Calculator Inputs
Example Data Table
| Cable | Frequency | Length | Input Power | VSWR | Use Case |
|---|---|---|---|---|---|
| RG-58/U | 144 MHz | 50 ft | 50 W | 1.5 | Short VHF test run |
| LMR-400 | 440 MHz | 75 ft | 25 W | 1.3 | UHF base antenna |
| LMR-600 | 1296 MHz | 100 ft | 10 W | 1.2 | High frequency feed line |
Formula Used
The calculator estimates attenuation by scaling the cable loss rating with frequency. It then adds cable loss, connector loss, inline loss, and mismatch loss.
| Cable loss rate | Loss per 100 ft = reference loss × (frequency / reference frequency)^exponent |
|---|---|
| Cable loss | Cable loss dB = loss per 100 ft × length in feet / 100 |
| Connector loss | Connector loss dB = connector count × loss per connector |
| Reflection coefficient | Γ = (VSWR - 1) / (VSWR + 1) |
| Mismatch loss | Mismatch loss dB = -10 × log10(1 - Γ²) |
| Total loss | Total loss dB = cable loss + connector loss + inline loss + mismatch loss |
| Output power | Output dBm = input dBm - total loss dB |
| Voltage ratio | Voltage ratio = 10^(-total loss dB / 20) |
How To Use This Calculator
- Enter the operating frequency and choose the correct unit.
- Select a cable type or choose custom cable values.
- Enter the total feed line length.
- Add transmitter power, connector count, and connector loss.
- Enter any extra inline device loss, such as filters or switches.
- Add VSWR to estimate mismatch effects.
- Enter antenna gain when you want estimated EIRP.
- Press calculate, then download the result as CSV or PDF.
RF Cable Loss Guide
Why RF Cable Loss Matters
Every radio link loses energy between the transmitter and the antenna. Cable loss is one of the easiest losses to overlook. It grows as cable length increases. It also rises as operating frequency increases. A short feed line can work well at low frequency. The same line may waste useful power at higher bands.
Better Planning Before Installation
This calculator helps you test cable choices before buying parts. You can compare common coax types, connector losses, added device losses, and mismatch effects. You can also enter a custom cable value when a data sheet gives a specific attenuation rating. The result shows total loss, output power, voltage ratio, and remaining power percentage.
Understanding Practical Results
A small loss in decibels can still matter. Three decibels means about half the power is lost. Six decibels leaves about one quarter. Receive systems suffer too, because weak signals lose strength before reaching the receiver. Lower loss cable often improves both transmit and receive performance.

= Required work =
Reproduce the section of the RF cable loss guide that begins with the words containing "- Select a cable" and ends with "estimate mismatch effects.".

= Data provided =
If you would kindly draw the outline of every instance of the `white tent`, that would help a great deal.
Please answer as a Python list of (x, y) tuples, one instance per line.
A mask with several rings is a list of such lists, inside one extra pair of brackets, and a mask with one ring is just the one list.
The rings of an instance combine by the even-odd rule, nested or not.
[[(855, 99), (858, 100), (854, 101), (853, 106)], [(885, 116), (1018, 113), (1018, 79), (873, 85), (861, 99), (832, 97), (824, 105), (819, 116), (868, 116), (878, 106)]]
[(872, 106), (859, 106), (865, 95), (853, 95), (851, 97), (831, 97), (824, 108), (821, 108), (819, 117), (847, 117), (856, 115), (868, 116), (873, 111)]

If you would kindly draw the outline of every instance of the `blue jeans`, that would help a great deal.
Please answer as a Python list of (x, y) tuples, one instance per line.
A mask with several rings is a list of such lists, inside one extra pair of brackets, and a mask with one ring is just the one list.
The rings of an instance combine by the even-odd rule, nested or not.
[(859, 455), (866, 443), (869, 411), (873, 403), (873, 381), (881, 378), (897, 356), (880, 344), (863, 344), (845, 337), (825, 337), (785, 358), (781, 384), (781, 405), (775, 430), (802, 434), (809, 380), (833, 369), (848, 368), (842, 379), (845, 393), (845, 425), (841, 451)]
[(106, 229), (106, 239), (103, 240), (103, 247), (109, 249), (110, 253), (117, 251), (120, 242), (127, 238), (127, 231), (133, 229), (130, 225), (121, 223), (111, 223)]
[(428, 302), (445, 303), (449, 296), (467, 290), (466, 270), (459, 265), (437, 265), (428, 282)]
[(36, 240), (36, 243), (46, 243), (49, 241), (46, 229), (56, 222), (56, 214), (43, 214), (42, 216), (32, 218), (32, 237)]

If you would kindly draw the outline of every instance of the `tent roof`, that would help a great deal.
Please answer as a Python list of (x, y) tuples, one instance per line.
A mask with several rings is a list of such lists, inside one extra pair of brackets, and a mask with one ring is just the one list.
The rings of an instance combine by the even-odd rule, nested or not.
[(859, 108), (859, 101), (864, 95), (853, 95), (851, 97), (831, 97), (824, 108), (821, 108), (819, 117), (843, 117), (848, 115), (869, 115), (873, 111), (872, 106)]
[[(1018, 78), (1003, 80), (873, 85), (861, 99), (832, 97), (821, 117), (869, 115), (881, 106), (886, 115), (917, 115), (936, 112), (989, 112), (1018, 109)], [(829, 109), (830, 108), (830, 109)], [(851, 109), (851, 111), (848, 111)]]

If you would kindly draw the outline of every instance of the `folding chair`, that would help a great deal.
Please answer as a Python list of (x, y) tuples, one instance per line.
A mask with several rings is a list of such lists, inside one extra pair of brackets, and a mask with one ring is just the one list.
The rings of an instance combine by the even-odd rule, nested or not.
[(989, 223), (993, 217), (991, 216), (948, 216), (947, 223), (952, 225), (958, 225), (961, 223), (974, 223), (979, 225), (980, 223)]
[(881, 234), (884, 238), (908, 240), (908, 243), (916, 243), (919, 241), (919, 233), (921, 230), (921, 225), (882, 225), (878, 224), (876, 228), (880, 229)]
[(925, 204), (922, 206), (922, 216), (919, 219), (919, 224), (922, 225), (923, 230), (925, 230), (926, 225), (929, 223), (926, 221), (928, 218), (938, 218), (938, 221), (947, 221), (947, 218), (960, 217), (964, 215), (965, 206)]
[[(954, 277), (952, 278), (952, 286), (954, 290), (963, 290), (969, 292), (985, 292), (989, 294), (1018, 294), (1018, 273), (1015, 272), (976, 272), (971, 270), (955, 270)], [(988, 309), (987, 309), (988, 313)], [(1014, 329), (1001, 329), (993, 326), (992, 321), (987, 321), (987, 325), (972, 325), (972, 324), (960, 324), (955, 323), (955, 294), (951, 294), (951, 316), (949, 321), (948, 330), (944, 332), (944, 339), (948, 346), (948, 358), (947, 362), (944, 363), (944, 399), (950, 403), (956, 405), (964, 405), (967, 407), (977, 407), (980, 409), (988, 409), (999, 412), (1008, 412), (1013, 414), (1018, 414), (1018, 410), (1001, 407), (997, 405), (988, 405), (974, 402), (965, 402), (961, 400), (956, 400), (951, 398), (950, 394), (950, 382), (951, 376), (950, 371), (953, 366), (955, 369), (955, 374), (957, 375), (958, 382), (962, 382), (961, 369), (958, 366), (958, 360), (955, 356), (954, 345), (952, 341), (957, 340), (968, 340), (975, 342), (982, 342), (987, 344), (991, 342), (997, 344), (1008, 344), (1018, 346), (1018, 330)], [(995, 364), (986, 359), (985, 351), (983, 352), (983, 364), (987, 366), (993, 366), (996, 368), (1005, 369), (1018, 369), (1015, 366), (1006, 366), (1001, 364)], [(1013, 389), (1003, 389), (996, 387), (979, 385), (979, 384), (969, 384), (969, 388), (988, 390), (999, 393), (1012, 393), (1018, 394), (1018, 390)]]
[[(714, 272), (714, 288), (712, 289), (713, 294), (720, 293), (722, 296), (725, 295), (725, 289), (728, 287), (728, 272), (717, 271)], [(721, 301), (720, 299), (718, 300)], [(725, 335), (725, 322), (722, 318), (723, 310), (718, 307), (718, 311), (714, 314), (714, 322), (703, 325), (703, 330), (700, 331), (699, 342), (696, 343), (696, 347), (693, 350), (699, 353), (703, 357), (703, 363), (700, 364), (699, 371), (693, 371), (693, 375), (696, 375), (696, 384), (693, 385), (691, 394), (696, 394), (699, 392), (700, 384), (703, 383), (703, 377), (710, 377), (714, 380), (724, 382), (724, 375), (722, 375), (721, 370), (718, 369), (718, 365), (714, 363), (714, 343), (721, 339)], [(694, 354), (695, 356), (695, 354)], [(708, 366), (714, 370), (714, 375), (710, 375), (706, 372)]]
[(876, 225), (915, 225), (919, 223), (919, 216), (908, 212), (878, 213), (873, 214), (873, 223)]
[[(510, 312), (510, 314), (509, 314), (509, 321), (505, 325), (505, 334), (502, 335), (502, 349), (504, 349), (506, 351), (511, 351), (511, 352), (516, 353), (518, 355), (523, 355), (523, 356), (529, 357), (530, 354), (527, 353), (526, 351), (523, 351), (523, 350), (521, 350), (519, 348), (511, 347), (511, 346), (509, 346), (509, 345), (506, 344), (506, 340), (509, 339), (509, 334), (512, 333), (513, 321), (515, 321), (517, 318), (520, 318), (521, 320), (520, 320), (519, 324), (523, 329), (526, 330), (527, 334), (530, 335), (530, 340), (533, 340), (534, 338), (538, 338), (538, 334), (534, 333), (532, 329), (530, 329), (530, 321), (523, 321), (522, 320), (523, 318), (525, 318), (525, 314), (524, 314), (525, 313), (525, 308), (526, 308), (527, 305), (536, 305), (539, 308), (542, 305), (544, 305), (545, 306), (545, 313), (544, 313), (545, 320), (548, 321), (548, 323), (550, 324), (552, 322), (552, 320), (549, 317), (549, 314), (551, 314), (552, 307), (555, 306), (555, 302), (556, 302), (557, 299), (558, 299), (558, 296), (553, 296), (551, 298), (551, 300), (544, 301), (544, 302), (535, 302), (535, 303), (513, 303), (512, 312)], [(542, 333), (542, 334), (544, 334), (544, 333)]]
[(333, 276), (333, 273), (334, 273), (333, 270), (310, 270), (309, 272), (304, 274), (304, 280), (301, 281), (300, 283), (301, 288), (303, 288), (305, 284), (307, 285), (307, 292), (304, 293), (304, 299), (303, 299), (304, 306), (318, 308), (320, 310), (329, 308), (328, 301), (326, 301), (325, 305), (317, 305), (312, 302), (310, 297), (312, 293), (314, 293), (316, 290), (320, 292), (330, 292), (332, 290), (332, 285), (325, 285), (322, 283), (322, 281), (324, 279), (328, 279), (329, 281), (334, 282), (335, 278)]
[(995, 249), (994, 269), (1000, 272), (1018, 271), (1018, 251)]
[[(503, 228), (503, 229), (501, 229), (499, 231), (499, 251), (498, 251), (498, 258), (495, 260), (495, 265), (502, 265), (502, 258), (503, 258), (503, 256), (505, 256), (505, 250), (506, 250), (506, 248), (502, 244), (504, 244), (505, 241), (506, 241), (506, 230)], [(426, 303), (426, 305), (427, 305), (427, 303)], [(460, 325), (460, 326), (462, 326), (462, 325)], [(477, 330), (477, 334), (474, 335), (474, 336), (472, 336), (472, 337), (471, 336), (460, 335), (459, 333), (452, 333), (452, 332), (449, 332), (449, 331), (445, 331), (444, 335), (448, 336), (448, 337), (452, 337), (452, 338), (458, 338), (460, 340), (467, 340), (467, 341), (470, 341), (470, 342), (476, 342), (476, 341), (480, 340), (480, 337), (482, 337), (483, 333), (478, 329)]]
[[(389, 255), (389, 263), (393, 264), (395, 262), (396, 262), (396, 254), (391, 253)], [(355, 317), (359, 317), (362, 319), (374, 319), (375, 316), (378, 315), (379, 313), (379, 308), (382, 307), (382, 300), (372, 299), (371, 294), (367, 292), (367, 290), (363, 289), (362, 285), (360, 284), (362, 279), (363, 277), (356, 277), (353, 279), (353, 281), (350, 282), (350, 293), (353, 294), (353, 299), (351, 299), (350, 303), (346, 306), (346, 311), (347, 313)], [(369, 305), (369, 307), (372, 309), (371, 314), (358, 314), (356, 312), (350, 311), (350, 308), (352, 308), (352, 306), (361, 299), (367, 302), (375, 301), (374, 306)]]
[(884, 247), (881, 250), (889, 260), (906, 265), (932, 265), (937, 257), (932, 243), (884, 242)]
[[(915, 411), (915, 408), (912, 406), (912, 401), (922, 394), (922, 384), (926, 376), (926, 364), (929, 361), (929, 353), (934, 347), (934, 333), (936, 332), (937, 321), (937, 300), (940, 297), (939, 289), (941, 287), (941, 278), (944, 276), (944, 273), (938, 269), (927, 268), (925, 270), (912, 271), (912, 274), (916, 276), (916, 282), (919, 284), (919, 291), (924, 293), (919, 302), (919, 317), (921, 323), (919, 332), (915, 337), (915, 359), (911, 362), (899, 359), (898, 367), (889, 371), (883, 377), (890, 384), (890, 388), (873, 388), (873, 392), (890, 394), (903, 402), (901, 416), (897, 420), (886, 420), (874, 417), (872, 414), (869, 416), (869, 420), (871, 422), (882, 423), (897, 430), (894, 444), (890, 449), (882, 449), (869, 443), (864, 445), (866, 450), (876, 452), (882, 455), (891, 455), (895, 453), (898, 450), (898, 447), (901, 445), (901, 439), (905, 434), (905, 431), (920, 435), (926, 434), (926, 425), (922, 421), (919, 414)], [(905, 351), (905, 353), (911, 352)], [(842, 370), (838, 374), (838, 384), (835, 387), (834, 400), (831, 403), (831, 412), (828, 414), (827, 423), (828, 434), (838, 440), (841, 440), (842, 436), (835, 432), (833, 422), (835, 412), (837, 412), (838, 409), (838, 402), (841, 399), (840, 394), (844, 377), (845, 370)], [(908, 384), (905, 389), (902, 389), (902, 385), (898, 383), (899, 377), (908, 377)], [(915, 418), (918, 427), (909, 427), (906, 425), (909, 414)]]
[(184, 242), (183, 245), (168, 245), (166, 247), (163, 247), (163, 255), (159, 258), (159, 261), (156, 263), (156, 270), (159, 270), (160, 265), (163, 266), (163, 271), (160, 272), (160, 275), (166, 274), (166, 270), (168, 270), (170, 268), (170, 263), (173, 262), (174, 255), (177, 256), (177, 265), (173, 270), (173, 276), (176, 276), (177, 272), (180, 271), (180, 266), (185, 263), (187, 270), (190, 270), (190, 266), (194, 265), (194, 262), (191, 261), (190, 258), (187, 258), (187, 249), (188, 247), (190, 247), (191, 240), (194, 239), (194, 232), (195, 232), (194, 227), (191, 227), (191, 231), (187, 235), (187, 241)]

= Solved problem =
- Select a cable type or choose custom cable values.
- Enter the total feed line length.
- Add transmitter power, connector count, and connector loss.
- Enter any extra inline device loss, such as filters or switches.
- Add VSWR to estimate mismatch effects.